Task: Write out each line of the records that has "positive" in it.

Stored data:

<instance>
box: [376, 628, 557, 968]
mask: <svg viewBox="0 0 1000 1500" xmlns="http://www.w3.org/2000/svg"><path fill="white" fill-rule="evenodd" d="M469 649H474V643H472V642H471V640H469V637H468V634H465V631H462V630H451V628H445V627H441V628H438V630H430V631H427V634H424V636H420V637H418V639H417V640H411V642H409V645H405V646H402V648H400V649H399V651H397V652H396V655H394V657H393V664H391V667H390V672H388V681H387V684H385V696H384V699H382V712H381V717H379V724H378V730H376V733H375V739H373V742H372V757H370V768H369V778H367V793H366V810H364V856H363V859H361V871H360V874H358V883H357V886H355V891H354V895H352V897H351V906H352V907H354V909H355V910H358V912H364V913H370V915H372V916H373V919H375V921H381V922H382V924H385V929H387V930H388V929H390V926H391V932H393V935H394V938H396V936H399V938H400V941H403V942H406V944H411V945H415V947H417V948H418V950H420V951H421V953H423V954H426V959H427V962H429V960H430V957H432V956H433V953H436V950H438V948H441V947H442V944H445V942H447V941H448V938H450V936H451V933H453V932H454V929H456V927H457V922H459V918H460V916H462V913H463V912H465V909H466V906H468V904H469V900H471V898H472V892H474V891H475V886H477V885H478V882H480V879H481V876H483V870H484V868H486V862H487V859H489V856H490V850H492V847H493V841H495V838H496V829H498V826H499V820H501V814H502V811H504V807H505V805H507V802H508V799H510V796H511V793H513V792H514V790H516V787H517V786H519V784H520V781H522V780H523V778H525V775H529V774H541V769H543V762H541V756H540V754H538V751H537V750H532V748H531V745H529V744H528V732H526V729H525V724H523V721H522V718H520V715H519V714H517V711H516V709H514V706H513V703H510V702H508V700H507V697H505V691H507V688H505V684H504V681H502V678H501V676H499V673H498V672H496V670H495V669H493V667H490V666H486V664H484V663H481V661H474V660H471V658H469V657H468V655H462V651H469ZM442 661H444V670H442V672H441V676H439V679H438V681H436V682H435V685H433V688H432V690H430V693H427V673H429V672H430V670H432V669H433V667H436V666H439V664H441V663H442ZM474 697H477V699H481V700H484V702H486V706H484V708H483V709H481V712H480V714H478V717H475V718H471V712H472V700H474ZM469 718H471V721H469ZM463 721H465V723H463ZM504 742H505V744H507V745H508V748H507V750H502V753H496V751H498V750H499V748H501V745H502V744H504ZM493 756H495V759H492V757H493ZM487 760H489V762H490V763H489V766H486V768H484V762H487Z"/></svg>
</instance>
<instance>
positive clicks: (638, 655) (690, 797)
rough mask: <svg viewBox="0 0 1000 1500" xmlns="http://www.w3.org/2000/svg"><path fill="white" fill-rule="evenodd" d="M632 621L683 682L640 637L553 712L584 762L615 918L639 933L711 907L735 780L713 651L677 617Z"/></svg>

...

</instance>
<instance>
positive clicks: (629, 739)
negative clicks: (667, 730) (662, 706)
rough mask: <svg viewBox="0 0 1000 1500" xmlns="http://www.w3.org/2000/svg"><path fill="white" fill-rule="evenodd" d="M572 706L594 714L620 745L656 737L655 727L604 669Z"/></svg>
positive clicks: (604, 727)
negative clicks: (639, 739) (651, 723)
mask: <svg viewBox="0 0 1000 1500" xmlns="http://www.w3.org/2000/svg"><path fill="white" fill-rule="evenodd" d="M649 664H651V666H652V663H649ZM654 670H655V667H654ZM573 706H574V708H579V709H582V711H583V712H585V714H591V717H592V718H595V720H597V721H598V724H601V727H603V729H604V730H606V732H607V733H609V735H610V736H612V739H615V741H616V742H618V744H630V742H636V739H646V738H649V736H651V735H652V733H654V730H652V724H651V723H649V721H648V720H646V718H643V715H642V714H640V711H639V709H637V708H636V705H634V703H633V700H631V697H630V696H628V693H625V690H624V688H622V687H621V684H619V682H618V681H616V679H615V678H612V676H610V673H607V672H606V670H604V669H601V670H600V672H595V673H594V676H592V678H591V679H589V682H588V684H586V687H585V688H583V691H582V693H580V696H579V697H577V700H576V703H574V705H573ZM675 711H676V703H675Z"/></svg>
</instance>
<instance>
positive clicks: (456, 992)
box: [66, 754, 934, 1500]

Your response:
positive clicks: (638, 655) (690, 797)
positive clicks: (629, 739)
positive clicks: (604, 727)
positive clicks: (456, 992)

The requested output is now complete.